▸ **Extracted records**
_ _ _ _ _
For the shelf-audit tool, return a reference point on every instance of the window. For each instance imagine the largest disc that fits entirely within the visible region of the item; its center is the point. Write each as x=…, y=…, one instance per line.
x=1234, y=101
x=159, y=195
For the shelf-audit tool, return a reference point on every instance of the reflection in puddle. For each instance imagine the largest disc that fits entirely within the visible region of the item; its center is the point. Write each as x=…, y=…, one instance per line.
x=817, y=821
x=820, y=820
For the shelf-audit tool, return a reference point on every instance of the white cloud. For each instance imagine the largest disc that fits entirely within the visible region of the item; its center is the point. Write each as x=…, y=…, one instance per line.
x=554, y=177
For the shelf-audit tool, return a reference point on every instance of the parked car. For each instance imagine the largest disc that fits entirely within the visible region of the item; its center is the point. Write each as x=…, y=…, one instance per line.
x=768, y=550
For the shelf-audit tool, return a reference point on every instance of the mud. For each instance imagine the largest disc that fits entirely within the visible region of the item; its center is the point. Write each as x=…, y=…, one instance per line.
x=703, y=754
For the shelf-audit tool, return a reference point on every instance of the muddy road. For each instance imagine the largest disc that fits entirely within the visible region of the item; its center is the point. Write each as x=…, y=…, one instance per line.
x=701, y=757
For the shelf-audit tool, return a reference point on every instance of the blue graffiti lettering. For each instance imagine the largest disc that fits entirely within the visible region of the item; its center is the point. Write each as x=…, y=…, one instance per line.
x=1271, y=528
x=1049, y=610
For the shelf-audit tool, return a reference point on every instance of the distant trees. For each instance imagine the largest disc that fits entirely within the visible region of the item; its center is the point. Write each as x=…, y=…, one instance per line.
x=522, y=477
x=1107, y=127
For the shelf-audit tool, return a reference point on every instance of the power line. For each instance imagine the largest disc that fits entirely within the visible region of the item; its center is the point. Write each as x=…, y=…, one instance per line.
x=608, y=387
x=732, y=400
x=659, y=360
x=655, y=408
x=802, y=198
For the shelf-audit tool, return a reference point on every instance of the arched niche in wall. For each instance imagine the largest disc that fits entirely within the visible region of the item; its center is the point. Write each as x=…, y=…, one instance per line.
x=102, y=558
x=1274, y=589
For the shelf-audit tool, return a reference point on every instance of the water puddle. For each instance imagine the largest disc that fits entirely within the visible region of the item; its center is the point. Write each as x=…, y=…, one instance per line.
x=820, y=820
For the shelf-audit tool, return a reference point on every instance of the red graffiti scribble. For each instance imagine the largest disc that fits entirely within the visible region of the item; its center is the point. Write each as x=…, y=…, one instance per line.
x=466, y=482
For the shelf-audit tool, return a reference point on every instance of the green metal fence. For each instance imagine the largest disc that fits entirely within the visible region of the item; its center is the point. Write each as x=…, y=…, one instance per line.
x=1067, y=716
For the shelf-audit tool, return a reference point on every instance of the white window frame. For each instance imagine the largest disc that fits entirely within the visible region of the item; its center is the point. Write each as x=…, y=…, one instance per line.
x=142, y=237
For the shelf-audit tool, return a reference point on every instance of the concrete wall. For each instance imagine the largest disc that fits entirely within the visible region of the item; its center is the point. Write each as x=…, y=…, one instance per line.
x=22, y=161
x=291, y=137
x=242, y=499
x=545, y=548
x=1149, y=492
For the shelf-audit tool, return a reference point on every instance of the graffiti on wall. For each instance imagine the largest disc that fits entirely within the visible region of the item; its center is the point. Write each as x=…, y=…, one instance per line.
_ _ _ _ _
▸ **WHAT IS REQUIRED**
Switch "distant trees" to "background trees" in the part of the entries that opens with the line containing "of the blue" and closes with the line containing "x=1107, y=127". Reproduce only that part, leaving everything else in it unchanged.

▸ **ANSWER TO THE PROBLEM**
For the shelf-audit tool, return a reference point on every instance of the blue graffiti lettering. For each instance imagine the largest disc that fits entirely within the visible region of the item; its center is the point. Write each as x=…, y=…, one instance per line.
x=1271, y=528
x=1049, y=610
For the shelf-audit tool, return a reference point on every instance of the background trees. For each instance imagine the largest disc that fits entirely within the visible region of the item; its center is the point. Write each as x=…, y=…, one instance per line.
x=522, y=477
x=1107, y=127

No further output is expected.